Page text:
====

In the past, we’ve debated Darwinian advocates on the extent to which introns are functional, with those on the Darwin side steadfastly maintaining that they are largely useless genetic junk.
In that context, a news piece at Futurity, “‘Junk’ DNA hides assembly instructions,” caught my attention. It explains that both exons (the parts of a gene that determine a protein’s amino acid sequence) and introns (the intervening sections that are removed during protein assembly) affect the way genes are assembled. We’ve discussed this “splicing code” previously here on ENV, but basically it instructs cells how to mix and match pieces of RNA to create a myriad of different protein-coding mRNA transcripts from just a few genes. This helps explain how our cells can have so many diverse proteins but only, say, some 20,000 protein-coding gene regions in our DNA.
The lead author of the study, Yang Wang of the University of North Carolina, is quoted in the Futurity article stating that “the sequencing element in both exons and introns can regulate the splicing process” but “90 percent of the sequence is hidden in the gene’s introns.” Wang’s research study, published in Nature Structural & Molecular Biology, “A complex network of factors with overlapping affinities represses splicing through intronic elements,” explains why introns are extremely important in regulating this splicing code:
The specificity of splicing is mainly defined by splice-site and branchpoint sequences located near the 5? and 3? ends of introns. Beyond these core signals, multiple cis-acting splicing-regulatory elements (SREs) have essential roles in controlling splicing specificity. These SREs are conventionally classified as exonic splicing enhancers (ESEs) or silencers (ESSs) and intronic splicing enhancers (ISEs) or silencers (ISSs). SREs generally function by recruiting trans-acting splicing factors that interact favorably or unfavorably with the core splicing machinery such as the small nuclear ribonucleoprotein (snRNP) complexes U1 or U2. In mammals, the splicing of each gene is controlled by multiple SREs and corresponding splicing factors, whose combinatorial actions determine the final splicing outcome.

====

Task set:
a) In the article on introns, how does the splicing code help explain why cells have so many diverse proteins despite having only about 20,000 protein-coding gene regions?
b) Continue the article on introns from its final sentence.

====

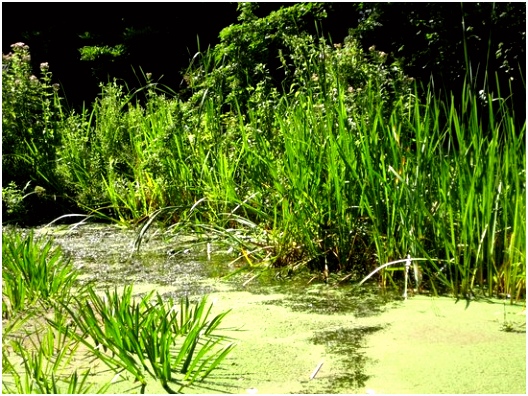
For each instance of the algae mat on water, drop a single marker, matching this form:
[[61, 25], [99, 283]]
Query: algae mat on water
[[432, 345], [420, 346], [423, 345]]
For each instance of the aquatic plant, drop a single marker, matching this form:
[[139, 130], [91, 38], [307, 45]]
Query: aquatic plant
[[157, 339], [34, 270]]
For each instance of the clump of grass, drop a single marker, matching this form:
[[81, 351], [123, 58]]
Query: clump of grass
[[33, 271], [175, 345]]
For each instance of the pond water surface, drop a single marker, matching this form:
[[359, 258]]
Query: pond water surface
[[287, 327]]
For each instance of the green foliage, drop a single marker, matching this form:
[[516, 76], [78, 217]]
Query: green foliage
[[92, 53], [33, 271], [30, 114], [150, 339]]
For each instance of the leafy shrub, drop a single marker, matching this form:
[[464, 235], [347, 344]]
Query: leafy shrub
[[30, 114]]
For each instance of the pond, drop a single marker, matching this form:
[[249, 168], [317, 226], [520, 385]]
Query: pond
[[295, 334]]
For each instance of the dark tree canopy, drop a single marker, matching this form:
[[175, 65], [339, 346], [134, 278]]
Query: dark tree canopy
[[431, 39]]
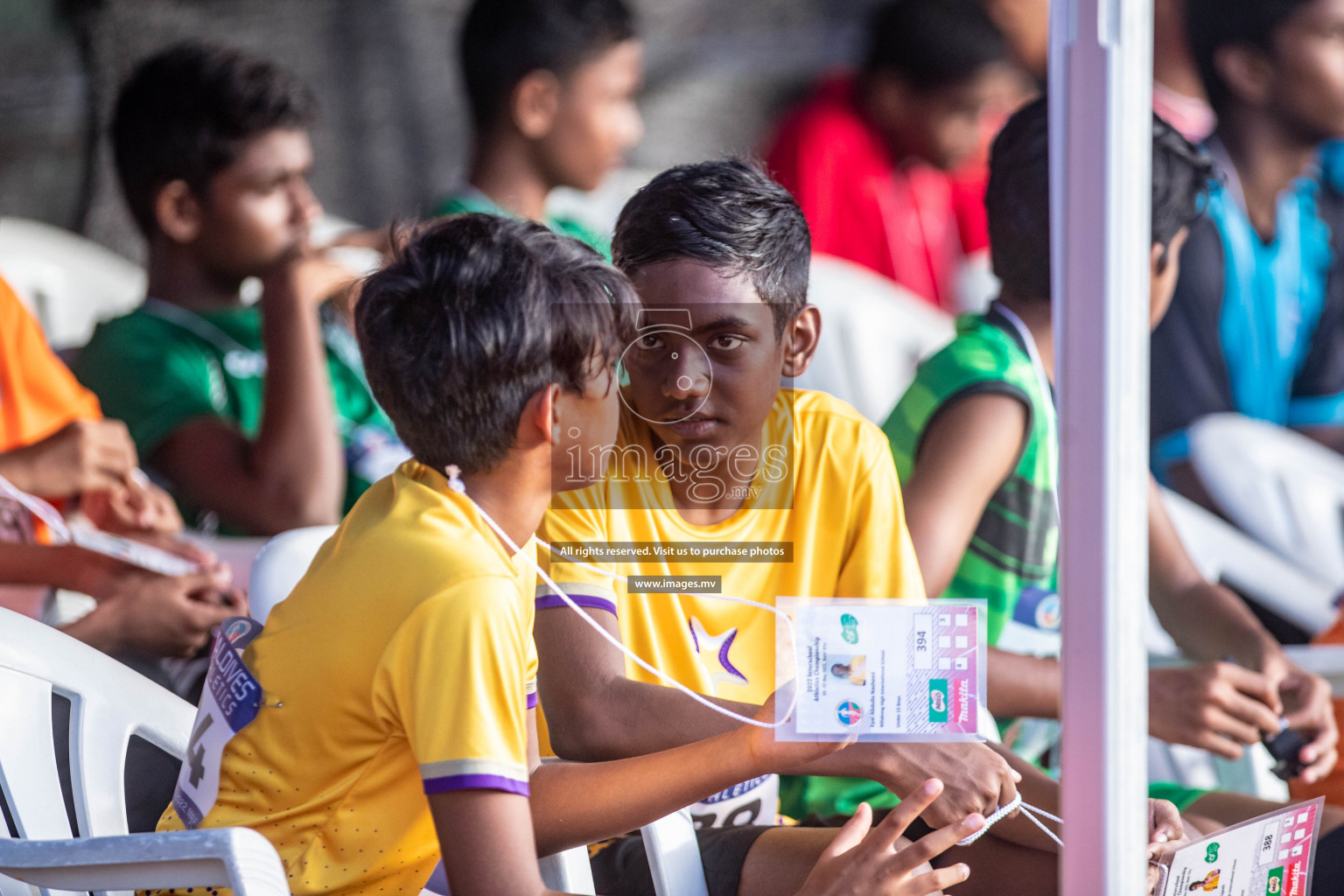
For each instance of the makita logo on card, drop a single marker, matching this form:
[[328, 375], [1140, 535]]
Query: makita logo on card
[[962, 700], [938, 700]]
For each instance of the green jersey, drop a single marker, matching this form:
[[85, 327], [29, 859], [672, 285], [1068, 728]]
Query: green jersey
[[163, 366], [1011, 560], [468, 199]]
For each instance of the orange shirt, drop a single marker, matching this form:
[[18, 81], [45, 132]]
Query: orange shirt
[[38, 393]]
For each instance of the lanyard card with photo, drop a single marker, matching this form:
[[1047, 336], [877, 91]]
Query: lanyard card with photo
[[882, 669], [1266, 856]]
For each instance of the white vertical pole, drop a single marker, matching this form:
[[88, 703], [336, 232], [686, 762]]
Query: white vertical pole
[[1101, 168]]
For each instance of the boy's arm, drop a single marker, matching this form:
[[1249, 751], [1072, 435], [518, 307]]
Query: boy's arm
[[292, 474], [596, 713], [576, 802], [967, 452], [138, 612], [1219, 705], [486, 837]]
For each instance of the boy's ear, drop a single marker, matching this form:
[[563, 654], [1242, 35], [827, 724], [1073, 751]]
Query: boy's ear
[[178, 211], [1158, 260], [802, 336], [534, 103], [541, 419], [1248, 73]]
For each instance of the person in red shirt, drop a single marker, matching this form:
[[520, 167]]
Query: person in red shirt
[[887, 163]]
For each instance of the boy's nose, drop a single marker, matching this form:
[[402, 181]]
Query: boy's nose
[[687, 374], [306, 207]]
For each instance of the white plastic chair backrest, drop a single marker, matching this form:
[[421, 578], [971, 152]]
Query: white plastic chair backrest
[[567, 872], [1223, 554], [874, 333], [1281, 486], [70, 283], [675, 856], [108, 704], [280, 564]]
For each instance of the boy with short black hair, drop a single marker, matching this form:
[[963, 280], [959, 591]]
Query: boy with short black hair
[[551, 88], [976, 444], [714, 453], [399, 675], [1256, 321], [258, 429], [882, 160]]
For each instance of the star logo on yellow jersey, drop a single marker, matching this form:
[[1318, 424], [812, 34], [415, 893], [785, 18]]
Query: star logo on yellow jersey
[[714, 654]]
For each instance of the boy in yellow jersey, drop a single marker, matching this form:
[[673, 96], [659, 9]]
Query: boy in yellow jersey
[[715, 457], [398, 718]]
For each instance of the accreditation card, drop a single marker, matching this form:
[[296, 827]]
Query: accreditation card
[[880, 669], [1266, 856]]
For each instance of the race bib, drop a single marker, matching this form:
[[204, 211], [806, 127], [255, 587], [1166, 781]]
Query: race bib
[[1268, 856], [1033, 627], [880, 669], [752, 802], [228, 702]]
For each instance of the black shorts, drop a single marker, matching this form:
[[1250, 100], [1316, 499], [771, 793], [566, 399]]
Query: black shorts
[[621, 866]]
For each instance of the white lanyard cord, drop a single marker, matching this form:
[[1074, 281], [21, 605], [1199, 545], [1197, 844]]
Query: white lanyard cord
[[1030, 812], [38, 508], [456, 484]]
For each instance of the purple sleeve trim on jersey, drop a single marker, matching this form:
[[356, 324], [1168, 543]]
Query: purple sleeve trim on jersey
[[476, 782], [550, 601]]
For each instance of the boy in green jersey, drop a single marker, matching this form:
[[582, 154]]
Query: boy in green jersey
[[257, 416], [551, 89], [976, 446]]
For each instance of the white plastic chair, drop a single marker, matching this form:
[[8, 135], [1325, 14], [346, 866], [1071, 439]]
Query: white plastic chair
[[108, 704], [70, 283], [280, 564], [1281, 486], [1226, 555], [874, 335]]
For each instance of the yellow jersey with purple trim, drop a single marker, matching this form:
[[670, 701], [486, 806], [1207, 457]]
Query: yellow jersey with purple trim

====

Answers for the tasks:
a) The splicing code tells cells how to mix and match pieces of RNA. This lets a few genes produce a wide variety of protein-coding mRNA transcripts, so many proteins can come from relatively few genes.

b)
(Yang Wang et al., “A complex network of factors with overlapping affinities represses splicing through intronic elements,” Nature Structural & Molecular Biology, Vol. 20:36-45 (2013) (internal citations omitted).)
The study sought to identify “intronic splicing regulatory elements” which regulate splicing in different ways, either by enhancing splicing or inhibiting it. The innovative study is elaborated in the Futurity article:
Their discovery was accomplished by inserting an intron into a green fluorescent protein (GFP) “reporter” gene. These introns of the reporter gene carried random DNA sequences. When the reporter is screened and shows green it means that portion of the intron is spliced.
“The default is dark, so any splicing enhancer or silencer can turn it green,” Wang explains. “In this unbiased way we can recover hundreds of sequences of inhibited or enhanced splicing.”
The study collaborators put together a library of cells that contain the GFP reporter with the random sequence inserted. Thus, when researchers looking at the intron try to determine what a particular snippet of genetic information does and its effect on gene function, they can refer to the splicing regulatory library of enhancers or silencers.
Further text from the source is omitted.